(Exercise task 1) From the forum thread on gas insert flame color, copy word for word the stretch from "## Donn2390 (Dec" through "you can provide...".
(Exercise task 2) In the forum thread on gas insert flame color, what flame colors does Donn2390 see once the insert has warmed up?
(Exercise task 3) Continue the forum thread on gas insert flame color after its last post.

-- START OF Text shown --

# The perfect flame.....



## Donn2390 (Dec 11, 2008)

I recently had a gas insert installed, and so far I love it.. One question I have is getting the perfect flame color. The instructions aren't clear as to what color  I want..? When it is warmed up to temp, I have mostly yellow, with a couple of blue spots. Do I adjust the air mixture so the blue just disapears, or do I want some blue.. I want this beauty being as efficient as it can possibly be.    Thank you for any help you can provide...


----------



## jtp10181 (Dec 11, 2008)

Sounds like it is running fine. I would not mess with it. If you change the air you could end up making it soot black crap all over the inside.


----------



## stovetechri (Dec 12, 2008)

you probably have natural gas right?  your shutter sould be closed for most fireplaces (less air).  ng flames look blue at first but get yellower as it heats up,  this is normal.


----------



## DAKSY (Dec 12, 2008)

You don't mention what insert you have, but most of them (NG) are factory set. If the shutter loosened during shipment, refer to the manual.
Should be something in there labelled "Aeration" or Flame Appearance."
As a rule of thunb, we don't close NG less than 3/16 - unless the manual specifies less.
LP is a whole nuther story & can (& should) be opened up almost all the way.

-- END OF Text shown --
-- START OF Data provided --

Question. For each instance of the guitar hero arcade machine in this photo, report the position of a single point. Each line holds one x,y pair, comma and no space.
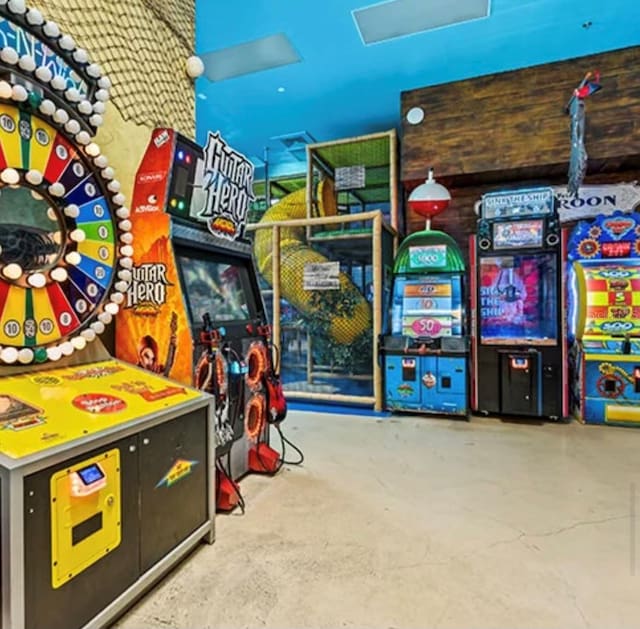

-- END OF Data provided --

(Task output 1)
## Donn2390 (Dec 11, 2008)

I recently had a gas insert installed, and so far I love it.. One question I have is getting the perfect flame color. The instructions aren't clear as to what color  I want..? When it is warmed up to temp, I have mostly yellow, with a couple of blue spots. Do I adjust the air mixture so the blue just disapears, or do I want some blue.. I want this beauty being as efficient as it can possibly be.    Thank you for any help you can provide...

(Task output 2) Mostly yellow, with a couple of blue spots.

(Task output 3)
Most flames I've seen have a little bit of blue coming off the burner holes & then yellow out. 
If your flames are dark orange with black tips, open the shutter, or you'll get a nasty sooting situation - BOTH in the firebox & on your cap/siding...
HTH


----------



## R&D Guy (Dec 12, 2008)

I'd adjust it until you think it looks perfect visually. A little blue at the bottom is what I adjust my NG units to at home and I'm careful to watch that the flames don't get dark red at the very tips.

If you have to clean the glass more than once a year then you're too rich (not enough primary air). If you're cleaning your glass every month then I'd watch the side of your house if you have a horizontal termination. Sometimes soot will actually build up on the side of the house and repainting is about the only way to cover it.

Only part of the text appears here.